In the items below, find every line that contains the word "lens" and report each of those lines in full.

Data entries:
.....

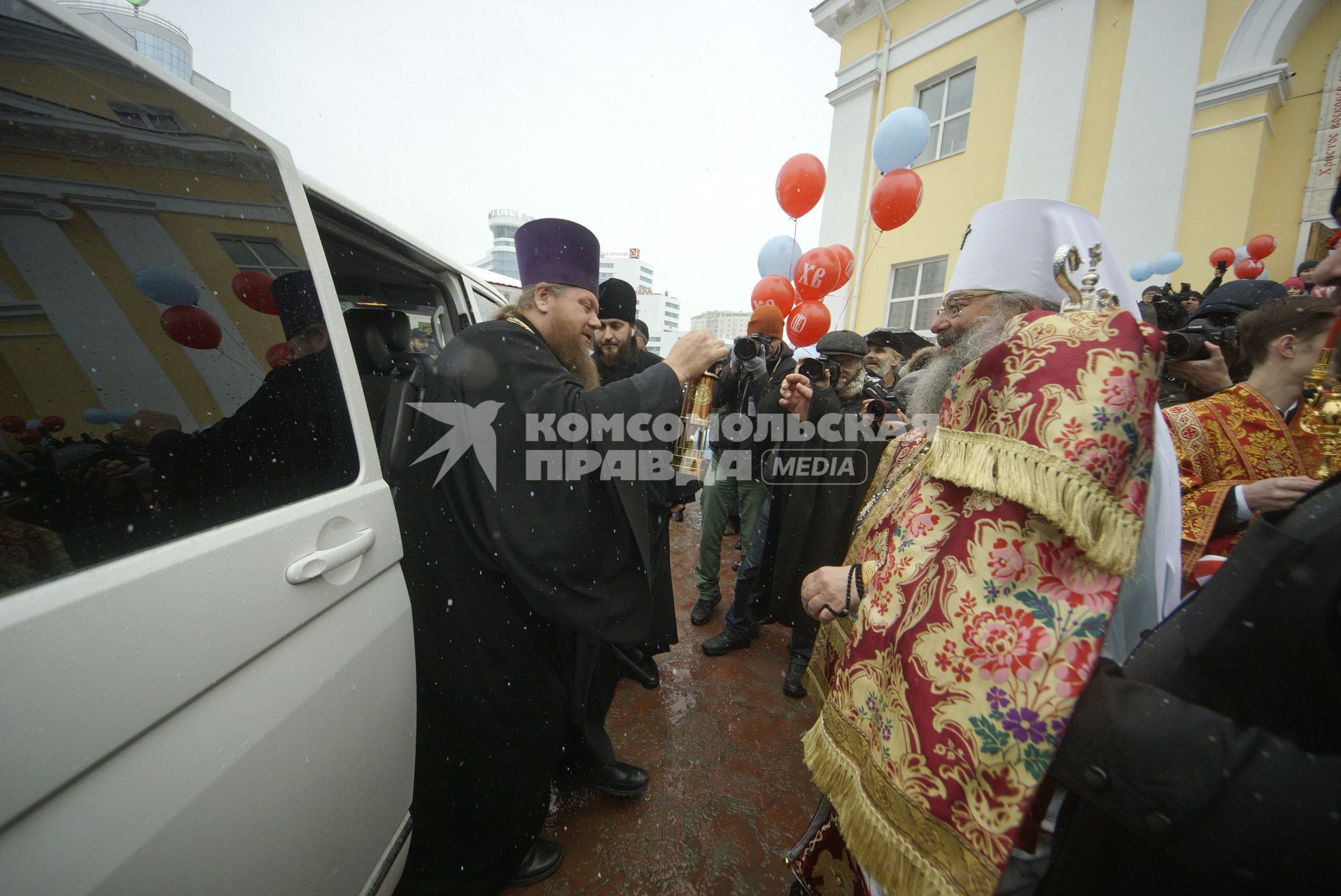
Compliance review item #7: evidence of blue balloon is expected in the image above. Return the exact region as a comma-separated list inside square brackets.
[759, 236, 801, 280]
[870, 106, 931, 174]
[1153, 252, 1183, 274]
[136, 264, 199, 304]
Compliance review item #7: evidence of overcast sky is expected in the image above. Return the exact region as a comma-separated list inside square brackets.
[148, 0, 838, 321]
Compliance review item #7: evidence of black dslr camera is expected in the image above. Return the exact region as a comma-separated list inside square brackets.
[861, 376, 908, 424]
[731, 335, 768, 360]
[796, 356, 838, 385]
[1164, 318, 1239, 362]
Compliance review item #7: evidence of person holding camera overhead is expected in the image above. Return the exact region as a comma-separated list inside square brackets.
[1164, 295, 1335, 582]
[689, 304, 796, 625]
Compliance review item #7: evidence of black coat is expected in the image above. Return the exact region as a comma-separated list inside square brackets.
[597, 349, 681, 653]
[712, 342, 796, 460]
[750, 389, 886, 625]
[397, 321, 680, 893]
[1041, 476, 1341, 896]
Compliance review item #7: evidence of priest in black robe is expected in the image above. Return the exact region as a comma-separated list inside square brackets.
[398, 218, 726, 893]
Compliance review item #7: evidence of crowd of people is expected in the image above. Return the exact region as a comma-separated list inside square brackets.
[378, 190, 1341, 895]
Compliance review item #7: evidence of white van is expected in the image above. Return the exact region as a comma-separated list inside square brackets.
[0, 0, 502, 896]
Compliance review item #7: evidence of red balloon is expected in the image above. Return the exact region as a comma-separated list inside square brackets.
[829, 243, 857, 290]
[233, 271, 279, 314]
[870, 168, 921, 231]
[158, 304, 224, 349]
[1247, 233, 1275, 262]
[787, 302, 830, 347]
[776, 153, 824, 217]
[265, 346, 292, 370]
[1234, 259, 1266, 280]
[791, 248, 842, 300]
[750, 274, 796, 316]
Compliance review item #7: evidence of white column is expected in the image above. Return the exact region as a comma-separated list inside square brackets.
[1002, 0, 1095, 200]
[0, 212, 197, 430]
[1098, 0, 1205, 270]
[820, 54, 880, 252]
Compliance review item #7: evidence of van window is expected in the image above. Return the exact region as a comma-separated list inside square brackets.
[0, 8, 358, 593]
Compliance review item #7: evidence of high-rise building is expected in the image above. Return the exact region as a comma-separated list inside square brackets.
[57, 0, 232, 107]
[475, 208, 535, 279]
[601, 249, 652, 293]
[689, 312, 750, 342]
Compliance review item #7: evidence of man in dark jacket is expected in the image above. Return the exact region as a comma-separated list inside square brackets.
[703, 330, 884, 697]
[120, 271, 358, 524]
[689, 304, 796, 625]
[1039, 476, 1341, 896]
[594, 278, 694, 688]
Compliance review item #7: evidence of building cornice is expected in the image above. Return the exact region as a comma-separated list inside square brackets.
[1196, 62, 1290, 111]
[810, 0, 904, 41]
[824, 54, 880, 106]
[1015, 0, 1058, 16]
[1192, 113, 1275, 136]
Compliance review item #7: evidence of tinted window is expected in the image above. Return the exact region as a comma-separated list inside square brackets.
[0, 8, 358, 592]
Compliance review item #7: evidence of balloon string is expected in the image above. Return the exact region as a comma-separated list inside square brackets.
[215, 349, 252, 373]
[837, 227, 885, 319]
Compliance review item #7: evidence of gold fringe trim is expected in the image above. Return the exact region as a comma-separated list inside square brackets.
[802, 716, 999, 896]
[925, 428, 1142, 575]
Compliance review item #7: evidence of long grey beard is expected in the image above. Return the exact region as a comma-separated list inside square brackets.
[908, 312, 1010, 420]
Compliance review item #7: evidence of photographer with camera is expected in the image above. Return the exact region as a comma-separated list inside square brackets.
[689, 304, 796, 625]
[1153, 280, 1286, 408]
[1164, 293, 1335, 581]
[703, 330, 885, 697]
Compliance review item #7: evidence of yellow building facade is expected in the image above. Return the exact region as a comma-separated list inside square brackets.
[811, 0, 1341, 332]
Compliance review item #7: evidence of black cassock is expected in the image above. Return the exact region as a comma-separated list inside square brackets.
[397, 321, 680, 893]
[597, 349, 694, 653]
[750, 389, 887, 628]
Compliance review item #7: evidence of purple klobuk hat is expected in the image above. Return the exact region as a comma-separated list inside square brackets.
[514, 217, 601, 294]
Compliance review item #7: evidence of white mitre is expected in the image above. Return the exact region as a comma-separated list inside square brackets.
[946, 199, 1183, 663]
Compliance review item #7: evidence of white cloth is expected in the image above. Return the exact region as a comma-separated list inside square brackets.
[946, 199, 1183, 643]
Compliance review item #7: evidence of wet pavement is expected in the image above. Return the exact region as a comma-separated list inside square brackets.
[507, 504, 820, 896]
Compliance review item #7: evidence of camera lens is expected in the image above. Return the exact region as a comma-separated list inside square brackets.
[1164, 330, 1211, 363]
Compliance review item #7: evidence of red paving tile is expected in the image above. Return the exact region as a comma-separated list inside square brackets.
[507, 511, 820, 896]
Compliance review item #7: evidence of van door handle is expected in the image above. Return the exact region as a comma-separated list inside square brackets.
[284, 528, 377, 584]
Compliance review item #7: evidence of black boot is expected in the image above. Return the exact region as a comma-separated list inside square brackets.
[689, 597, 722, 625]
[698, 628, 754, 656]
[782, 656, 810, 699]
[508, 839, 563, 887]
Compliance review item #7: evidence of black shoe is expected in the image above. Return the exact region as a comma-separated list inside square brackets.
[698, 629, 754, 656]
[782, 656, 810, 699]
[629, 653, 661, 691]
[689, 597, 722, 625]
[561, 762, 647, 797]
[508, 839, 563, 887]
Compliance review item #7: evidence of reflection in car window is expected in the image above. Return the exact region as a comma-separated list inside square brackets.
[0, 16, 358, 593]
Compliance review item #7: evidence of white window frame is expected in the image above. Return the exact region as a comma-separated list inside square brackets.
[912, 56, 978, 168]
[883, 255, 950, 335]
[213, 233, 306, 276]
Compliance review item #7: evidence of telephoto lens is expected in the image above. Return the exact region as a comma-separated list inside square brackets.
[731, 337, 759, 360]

.....

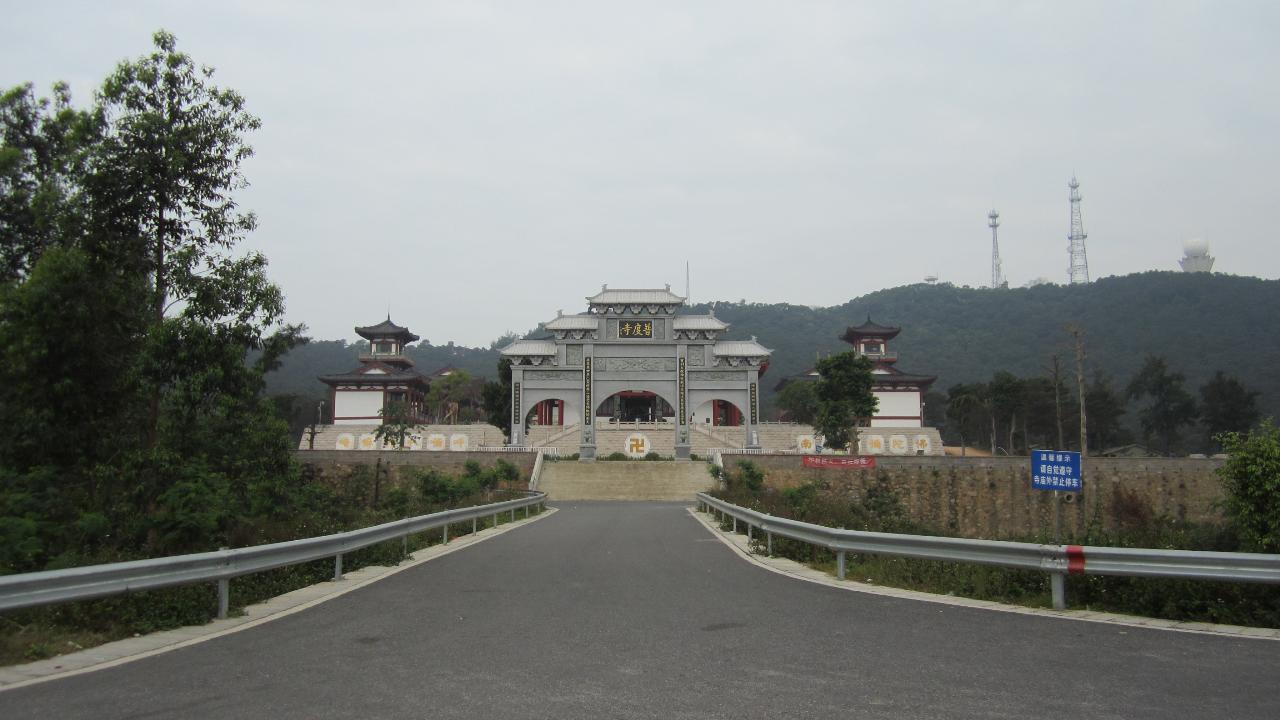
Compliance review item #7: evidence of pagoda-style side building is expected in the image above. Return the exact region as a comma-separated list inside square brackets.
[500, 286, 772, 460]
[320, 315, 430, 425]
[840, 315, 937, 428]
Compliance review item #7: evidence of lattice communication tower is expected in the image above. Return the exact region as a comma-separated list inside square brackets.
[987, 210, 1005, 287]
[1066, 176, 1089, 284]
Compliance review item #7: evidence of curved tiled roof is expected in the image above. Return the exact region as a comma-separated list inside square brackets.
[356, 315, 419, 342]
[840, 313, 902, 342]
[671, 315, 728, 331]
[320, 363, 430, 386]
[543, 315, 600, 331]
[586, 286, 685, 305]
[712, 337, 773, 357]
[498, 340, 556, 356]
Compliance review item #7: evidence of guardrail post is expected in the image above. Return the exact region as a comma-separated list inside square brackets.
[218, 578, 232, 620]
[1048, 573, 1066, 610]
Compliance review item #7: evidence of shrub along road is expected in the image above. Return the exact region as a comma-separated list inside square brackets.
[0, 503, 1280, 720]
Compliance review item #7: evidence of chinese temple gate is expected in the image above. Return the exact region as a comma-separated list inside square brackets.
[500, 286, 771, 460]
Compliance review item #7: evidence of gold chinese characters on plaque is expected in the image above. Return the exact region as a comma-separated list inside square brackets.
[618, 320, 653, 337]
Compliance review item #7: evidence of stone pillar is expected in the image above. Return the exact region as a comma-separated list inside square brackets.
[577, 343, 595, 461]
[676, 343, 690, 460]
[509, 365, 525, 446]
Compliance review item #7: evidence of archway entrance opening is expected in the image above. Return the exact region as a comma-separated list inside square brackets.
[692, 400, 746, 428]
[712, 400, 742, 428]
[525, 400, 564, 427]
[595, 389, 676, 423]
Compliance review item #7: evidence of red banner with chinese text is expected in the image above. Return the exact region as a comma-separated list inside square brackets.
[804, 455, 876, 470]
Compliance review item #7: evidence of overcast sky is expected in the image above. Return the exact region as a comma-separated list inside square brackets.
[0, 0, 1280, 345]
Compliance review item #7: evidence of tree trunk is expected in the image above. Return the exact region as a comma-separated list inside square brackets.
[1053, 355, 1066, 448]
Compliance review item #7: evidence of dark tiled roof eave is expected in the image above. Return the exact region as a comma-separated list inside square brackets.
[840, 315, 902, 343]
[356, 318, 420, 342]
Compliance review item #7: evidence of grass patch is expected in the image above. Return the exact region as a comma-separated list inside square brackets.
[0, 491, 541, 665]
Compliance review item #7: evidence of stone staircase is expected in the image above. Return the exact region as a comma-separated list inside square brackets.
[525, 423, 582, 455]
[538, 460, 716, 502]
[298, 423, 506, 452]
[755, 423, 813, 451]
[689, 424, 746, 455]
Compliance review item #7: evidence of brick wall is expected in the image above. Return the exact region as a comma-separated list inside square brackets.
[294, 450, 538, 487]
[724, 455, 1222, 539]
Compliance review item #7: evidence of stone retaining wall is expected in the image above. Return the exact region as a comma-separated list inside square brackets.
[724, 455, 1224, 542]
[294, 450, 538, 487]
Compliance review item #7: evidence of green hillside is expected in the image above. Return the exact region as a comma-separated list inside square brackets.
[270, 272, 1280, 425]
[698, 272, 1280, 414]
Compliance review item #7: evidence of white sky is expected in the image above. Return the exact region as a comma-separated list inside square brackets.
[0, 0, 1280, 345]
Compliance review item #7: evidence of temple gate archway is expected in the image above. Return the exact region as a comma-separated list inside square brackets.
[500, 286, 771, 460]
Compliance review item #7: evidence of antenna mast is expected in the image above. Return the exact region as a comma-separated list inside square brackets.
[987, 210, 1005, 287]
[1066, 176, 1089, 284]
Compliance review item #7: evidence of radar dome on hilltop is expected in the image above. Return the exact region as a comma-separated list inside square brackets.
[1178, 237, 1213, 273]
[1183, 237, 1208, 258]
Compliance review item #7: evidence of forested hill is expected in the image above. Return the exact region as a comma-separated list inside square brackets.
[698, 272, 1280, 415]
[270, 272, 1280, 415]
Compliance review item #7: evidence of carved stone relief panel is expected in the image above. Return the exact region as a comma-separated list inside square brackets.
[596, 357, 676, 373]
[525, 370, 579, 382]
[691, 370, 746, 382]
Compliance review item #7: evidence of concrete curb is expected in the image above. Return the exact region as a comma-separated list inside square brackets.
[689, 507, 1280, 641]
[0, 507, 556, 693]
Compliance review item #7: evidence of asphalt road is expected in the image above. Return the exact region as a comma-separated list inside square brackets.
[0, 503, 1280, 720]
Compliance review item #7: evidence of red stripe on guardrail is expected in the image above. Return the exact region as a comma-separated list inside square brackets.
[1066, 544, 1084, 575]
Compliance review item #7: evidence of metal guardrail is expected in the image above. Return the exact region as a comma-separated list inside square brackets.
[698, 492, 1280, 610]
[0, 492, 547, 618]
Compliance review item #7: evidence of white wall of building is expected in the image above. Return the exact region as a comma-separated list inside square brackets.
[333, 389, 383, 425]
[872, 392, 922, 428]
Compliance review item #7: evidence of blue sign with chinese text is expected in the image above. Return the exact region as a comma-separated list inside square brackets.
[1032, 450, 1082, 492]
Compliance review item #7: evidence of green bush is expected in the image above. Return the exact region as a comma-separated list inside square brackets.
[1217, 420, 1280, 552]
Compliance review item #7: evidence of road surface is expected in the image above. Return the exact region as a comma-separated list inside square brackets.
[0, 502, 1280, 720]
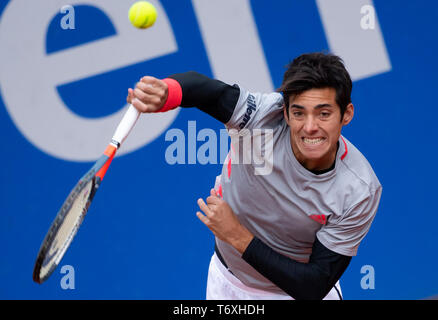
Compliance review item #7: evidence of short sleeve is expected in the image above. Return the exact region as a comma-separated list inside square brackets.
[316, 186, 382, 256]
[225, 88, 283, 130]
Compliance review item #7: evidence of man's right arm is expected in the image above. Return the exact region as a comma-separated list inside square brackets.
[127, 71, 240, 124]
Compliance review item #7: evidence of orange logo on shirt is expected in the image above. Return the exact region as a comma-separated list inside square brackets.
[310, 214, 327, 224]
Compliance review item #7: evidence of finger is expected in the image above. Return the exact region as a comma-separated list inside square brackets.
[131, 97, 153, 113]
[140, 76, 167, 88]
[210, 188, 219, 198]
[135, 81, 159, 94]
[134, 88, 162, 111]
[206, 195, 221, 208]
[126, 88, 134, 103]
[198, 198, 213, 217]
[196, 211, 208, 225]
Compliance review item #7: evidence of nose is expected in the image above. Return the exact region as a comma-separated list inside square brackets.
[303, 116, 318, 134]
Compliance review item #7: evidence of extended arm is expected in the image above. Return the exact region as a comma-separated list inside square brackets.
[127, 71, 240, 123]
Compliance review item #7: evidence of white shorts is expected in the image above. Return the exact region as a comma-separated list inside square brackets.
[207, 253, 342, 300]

.....

◆ FINISHED EXERCISE:
Compliance review item #7: evidence of camera lens is expected in the image above. Return the exact region as a comma-separated list inside square brackets.
Compliance review item #7: evidence of telephoto lens is expected in the image above. Return the exact region as a comma-separated list inside square brackets.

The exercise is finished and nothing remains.